Your answer must be the lines of the entries below, exactly as written, from the first line through the line containing "Here is the".

══════════════════════════════

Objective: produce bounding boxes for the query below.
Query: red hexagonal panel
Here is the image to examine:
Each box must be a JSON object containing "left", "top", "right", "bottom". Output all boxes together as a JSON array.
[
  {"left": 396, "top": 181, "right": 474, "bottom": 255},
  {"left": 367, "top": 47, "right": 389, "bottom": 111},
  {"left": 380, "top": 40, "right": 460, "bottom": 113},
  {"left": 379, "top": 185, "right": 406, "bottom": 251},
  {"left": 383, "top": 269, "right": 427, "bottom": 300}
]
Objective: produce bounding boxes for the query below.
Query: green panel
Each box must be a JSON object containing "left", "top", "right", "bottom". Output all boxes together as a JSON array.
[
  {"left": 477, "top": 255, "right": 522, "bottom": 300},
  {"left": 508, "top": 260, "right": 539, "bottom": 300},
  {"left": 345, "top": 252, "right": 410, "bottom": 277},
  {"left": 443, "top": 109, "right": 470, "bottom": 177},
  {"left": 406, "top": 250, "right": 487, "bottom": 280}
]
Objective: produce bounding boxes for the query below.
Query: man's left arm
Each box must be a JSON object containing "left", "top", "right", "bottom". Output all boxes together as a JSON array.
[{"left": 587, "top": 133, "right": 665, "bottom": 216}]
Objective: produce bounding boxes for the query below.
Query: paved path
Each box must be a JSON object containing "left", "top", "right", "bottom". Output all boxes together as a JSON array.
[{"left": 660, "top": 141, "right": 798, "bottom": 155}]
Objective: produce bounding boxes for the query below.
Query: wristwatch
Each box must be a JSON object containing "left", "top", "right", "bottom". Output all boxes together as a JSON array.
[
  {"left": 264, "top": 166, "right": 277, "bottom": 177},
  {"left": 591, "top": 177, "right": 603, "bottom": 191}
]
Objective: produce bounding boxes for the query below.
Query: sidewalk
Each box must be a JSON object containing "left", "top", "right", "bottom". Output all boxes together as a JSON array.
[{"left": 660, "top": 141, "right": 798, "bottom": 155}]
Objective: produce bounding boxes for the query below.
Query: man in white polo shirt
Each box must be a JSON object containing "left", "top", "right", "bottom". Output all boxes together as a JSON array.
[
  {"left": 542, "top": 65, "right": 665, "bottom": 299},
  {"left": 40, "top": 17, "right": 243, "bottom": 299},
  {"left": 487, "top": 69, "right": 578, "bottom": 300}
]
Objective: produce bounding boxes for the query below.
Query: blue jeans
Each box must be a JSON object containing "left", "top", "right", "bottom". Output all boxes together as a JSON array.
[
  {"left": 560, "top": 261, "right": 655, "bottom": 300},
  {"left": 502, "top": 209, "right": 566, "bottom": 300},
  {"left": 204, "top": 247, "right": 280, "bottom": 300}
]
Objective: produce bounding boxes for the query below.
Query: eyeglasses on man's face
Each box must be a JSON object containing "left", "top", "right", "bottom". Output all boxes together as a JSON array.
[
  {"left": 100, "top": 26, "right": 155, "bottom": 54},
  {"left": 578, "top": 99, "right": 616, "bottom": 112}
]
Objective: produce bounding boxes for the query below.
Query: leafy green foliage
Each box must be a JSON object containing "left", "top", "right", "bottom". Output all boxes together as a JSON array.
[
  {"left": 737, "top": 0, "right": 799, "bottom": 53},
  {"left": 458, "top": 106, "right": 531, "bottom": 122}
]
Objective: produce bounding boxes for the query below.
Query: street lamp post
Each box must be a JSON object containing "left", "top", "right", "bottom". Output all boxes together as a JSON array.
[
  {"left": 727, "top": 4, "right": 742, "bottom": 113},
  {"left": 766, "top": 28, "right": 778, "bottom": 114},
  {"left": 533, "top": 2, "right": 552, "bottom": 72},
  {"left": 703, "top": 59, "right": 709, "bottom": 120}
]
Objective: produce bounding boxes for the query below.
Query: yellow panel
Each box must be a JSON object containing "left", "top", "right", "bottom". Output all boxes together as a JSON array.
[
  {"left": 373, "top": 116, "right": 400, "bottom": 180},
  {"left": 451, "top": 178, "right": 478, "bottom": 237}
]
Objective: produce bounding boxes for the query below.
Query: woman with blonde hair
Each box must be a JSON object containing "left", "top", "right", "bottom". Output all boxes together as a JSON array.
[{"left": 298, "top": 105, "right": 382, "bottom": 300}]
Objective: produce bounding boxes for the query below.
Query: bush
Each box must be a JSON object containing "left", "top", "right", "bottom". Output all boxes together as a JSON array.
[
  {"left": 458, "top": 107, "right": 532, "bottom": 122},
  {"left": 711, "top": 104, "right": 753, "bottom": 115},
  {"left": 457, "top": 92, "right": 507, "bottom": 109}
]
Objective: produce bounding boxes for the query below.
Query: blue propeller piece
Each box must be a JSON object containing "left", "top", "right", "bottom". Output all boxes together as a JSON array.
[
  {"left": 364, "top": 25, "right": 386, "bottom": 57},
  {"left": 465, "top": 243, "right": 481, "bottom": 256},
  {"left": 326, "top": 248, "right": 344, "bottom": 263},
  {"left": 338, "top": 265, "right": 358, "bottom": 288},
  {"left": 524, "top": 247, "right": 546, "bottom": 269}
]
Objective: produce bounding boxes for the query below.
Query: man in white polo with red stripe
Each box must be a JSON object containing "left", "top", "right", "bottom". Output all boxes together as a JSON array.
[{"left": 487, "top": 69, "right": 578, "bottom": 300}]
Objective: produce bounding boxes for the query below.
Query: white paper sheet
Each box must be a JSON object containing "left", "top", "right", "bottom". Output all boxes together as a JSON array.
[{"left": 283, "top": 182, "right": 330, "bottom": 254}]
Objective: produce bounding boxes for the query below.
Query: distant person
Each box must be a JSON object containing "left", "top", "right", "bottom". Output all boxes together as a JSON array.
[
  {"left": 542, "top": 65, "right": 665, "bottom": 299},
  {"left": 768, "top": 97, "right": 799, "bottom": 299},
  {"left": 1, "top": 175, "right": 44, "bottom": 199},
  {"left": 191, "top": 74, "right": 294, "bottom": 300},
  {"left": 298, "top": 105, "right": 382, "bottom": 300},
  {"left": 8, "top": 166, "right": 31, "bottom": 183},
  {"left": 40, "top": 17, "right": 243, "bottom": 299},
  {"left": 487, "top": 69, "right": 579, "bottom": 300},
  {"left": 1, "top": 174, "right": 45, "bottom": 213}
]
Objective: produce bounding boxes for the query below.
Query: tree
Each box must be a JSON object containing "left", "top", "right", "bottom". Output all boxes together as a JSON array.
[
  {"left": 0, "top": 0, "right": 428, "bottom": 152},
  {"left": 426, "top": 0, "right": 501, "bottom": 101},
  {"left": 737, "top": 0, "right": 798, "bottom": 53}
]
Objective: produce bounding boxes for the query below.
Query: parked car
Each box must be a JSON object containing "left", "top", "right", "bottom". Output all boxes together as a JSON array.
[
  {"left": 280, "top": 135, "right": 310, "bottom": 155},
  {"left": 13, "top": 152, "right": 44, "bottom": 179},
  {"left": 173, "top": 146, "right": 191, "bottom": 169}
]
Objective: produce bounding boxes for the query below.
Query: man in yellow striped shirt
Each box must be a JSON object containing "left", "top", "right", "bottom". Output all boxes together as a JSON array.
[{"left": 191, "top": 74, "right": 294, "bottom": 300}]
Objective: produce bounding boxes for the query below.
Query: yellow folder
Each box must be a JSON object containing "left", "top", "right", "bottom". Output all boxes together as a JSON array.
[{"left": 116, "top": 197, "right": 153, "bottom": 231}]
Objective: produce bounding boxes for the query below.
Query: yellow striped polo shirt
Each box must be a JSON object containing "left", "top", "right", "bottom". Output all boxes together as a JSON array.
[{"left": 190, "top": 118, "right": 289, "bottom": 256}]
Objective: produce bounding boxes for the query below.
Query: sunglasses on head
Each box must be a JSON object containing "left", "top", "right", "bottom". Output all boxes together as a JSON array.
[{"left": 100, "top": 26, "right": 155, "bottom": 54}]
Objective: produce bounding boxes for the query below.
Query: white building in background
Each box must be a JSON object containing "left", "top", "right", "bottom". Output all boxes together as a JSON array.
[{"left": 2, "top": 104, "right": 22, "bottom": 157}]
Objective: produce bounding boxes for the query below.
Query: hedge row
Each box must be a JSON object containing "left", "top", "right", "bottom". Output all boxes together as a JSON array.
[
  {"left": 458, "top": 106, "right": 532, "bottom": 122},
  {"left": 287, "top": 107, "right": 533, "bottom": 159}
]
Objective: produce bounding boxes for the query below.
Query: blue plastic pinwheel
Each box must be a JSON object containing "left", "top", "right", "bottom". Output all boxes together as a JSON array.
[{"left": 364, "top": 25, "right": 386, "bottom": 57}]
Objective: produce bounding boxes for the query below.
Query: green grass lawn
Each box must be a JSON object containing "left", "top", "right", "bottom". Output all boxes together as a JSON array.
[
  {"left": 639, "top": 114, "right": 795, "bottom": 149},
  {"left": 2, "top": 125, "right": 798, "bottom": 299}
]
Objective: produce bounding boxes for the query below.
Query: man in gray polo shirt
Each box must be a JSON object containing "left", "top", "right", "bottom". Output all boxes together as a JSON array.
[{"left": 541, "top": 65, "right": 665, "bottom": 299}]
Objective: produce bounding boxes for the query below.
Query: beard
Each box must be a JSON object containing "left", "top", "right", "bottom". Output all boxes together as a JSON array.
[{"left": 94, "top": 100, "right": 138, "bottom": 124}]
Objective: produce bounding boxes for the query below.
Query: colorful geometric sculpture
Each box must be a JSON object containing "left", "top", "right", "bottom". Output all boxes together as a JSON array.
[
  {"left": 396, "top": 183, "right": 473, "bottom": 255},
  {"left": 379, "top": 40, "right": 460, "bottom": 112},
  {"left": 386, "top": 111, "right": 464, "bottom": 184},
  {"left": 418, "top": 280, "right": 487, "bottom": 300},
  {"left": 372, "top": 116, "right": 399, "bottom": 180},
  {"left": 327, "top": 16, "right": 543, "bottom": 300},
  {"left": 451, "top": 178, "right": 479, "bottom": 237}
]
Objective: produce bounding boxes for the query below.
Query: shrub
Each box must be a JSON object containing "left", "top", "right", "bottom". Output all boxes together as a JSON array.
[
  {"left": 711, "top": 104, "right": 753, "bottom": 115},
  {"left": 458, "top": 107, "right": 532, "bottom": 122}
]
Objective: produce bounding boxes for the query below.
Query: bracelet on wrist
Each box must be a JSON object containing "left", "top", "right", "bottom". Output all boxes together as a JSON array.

══════════════════════════════

Solution for this exercise:
Objective: produce bounding boxes for the query below.
Query: red hexagonal panel
Here is the image to examine:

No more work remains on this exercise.